BEGIN Exercise text

Patient Recruitment, Sampling Method, and Data Collection

Patients were recruited over 4 weeks at a university primary care clinic from August to September 2019. Three days per week were designated as data collection days. To ensure a standardized data collection method, data was collected by a trained research assistant. On the data collection days, patients were approached consecutively in the nurse’s assessment room and invited to participate. The study information sheet containing important information pertaining to the study, which included background, purpose, benefit, information regarding participation, study procedure, confidentiality status, and contact information, were given to those who were interested. Patients were then screened for eligibility according to the inclusion and exclusion criteria. Screening for the eligibility criteria were made through a self-administered questionnaire and review of the medical records. Patients’ medical history and blood investigations were required to make the diagnosis of MetS. FPG, TG, and HDL-C; as well as HbA1c (for those with diabetes) that were done in the past 3 months were retrieved from the electronic medical record. All the blood samples were analyzed at the Centre for Pathology and Diagnostic Research Laboratory (CPDRL), Universiti Teknologi MARA, which is an ISO 15189:2007 accredited laboratory (SAMM 688). FPG, TG and HDL-C were analyzed using enzymatic colorimetric reference methods on an automated analyzer (Roche® COBAS Integra 400). HbA1c was determined using the turbidimetric inhibition immunoassay analyzed on the same automated analyzer. These methods have been standardized against the approved International Federation of Clinical Chemistry reference method.

Study Procedure

During the eligibility screening, WC, height, weight, and BP were measured using standardized equipment and methods. WC was measured in centimeters (cm) using a nonstretchable measuring tape with the participants standing in a relaxed position and arms by their side. The measurement was taken at the midpoint between the inferior margin of the lowest palpable rib and the top of the iliac crest in horizontal plane. Measurement for each patient was repeated twice. If the measurements were within 1 cm of one another, the average was calculated. If the difference between the 2 measurements exceeded 1 cm, another 2 measurements were repeated.

Weight in kilograms and height in centimeters were measured using digital column stadiometer (Seca® GmbH & Co KG). The body weight was measured with the participant wearing minimal clothing and without shoes. The weight was recorded to the nearest 0.01 kg. Participants were asked to stand at the center of the scale, without support and with the weight being evenly distributed on both feet. Two measurements were taken and the mean of the readings was calculated. The height was measured using the stretch stature. Participants were requested to remove their shoes, and stand with their back, buttocks, and heels against the stadiometer holding their feet together. The height measurement was recorded to the nearest 0.1 cm. Two measurements were performed and the mean height was calculated. BMI was calculated as weight (in kilograms) divided by the square of the height (in meters) to the nearest 2 decimal points.

END Exercise text
BEGIN Listed records

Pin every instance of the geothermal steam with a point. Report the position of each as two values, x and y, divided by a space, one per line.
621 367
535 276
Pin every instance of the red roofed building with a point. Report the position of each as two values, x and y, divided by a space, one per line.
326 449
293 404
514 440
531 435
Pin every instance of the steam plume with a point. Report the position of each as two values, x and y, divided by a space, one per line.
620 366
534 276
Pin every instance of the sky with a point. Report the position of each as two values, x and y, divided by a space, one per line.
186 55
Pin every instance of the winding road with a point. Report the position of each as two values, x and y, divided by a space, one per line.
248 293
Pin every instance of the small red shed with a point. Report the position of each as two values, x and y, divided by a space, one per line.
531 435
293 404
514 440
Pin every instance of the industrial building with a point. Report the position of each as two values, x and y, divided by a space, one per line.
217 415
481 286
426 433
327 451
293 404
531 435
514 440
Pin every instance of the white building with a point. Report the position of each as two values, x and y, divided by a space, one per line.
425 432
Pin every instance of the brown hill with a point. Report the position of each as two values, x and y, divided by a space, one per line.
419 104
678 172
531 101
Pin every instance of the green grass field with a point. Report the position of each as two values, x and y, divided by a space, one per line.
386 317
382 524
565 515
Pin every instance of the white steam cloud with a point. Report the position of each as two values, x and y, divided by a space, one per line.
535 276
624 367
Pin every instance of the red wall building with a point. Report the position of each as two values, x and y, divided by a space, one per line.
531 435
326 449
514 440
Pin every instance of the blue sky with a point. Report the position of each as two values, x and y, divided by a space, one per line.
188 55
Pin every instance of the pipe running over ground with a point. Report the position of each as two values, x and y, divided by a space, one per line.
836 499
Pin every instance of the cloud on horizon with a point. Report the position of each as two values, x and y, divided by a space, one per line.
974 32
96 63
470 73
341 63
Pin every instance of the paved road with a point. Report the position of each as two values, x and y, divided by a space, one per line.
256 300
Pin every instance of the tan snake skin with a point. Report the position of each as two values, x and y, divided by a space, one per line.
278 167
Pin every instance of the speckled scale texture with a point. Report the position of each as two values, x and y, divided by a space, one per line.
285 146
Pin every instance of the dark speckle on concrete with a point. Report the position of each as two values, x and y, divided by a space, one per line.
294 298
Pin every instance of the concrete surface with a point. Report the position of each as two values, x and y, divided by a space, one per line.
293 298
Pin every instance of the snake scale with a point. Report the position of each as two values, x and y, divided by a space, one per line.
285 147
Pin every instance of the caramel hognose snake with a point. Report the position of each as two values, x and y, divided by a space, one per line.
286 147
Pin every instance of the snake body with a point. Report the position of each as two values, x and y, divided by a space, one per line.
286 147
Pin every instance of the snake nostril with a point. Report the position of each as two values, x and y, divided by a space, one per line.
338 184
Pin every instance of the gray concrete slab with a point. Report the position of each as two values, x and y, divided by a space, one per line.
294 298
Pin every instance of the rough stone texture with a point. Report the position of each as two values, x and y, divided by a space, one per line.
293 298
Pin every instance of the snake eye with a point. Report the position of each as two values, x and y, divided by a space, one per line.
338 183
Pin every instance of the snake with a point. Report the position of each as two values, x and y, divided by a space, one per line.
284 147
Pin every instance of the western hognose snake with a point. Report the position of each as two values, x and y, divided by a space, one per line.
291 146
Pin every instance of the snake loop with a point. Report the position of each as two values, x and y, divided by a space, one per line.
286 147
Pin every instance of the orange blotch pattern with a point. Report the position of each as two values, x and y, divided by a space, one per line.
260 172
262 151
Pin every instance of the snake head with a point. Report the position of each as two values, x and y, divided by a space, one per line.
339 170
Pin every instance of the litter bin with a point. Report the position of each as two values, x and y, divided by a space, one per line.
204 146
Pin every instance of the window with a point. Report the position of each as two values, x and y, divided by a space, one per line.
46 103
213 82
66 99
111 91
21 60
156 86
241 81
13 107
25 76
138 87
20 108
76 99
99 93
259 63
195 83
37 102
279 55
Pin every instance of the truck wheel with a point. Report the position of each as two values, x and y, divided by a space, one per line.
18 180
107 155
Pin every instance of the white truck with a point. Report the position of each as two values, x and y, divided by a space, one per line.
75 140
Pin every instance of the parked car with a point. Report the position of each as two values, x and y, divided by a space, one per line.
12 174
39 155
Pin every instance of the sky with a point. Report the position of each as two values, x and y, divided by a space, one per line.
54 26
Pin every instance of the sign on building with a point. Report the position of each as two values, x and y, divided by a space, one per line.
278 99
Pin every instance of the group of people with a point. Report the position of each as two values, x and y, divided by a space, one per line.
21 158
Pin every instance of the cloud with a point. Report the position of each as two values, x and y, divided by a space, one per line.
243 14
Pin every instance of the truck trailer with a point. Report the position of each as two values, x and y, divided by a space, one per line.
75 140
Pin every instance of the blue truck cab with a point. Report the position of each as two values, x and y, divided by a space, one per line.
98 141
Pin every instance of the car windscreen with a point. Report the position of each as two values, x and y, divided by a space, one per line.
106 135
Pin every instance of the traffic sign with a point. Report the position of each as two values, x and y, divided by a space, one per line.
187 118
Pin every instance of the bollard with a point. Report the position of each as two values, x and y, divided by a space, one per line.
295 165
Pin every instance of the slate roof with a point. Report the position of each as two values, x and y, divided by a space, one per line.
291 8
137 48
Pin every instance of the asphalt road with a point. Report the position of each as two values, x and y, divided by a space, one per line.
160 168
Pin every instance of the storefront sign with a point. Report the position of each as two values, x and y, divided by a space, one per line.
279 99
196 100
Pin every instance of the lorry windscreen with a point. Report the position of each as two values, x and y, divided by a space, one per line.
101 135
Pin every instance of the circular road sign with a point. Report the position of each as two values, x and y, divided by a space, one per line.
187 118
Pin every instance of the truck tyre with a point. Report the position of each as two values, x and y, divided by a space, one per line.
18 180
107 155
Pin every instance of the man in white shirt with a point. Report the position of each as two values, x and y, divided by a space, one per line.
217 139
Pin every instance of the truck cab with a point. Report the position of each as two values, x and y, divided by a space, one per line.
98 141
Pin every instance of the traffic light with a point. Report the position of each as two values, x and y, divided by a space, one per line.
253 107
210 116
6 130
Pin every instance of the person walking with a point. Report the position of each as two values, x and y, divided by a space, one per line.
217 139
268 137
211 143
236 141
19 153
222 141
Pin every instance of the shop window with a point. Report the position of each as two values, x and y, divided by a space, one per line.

END Listed records

# Activity list:
[A] Transcribe the lines of the methods passage on patient recruitment and measurements between "During the eligibility" and "measurements were repeated.", inclusive.
[B] Go on with the methods passage on patient recruitment and measurements, starting after its final sentence.

# Results for each task:
[A]
During the eligibility screening, WC, height, weight, and BP were measured using standardized equipment and methods. WC was measured in centimeters (cm) using a nonstretchable measuring tape with the participants standing in a relaxed position and arms by their side. The measurement was taken at the midpoint between the inferior margin of the lowest palpable rib and the top of the iliac crest in horizontal plane. Measurement for each patient was repeated twice. If the measurements were within 1 cm of one another, the average was calculated. If the difference between the 2 measurements exceeded 1 cm, another 2 measurements were repeated.

[B]
BP was measured using an automated digital BP monitor (Dinamap V100®, GE Healthcare), twice, at 2 minutes apart, on the right arm and in a sitting position. Participants were seated for at least 5 minutes and were not allowed to eat, drink caffeinated beverages, exercise, smoke cigarettes, or climb stairs 30 minutes before the measurements were taken. The average of 2 BP readings was taken for the analysis if the difference were within 5 mm Hg. If the readings differed by more than 5 mm Hg, the measurements were repeated.

Questionnaire Administration

Those who fulfilled the eligibility criteria and agreed to participate were recruited. Written informed consent was obtained. The previously validated PAM®-13 Malay version was given to the participants to be self-administered. Sociodemographic data, which included age, gender, marital status, education level, employment status, household income, and clinical factors such medications, self-reported health status, and smoking status, were collected. Participants were given approximately 15 minutes to complete the questionnaire, without referring to notes or family members. They were encouraged to ask for clarification from the researcher at any time should any query arise. Once the questionnaire was completed, participants were requested to return it directly to the researcher and the questionnaire was checked for completeness.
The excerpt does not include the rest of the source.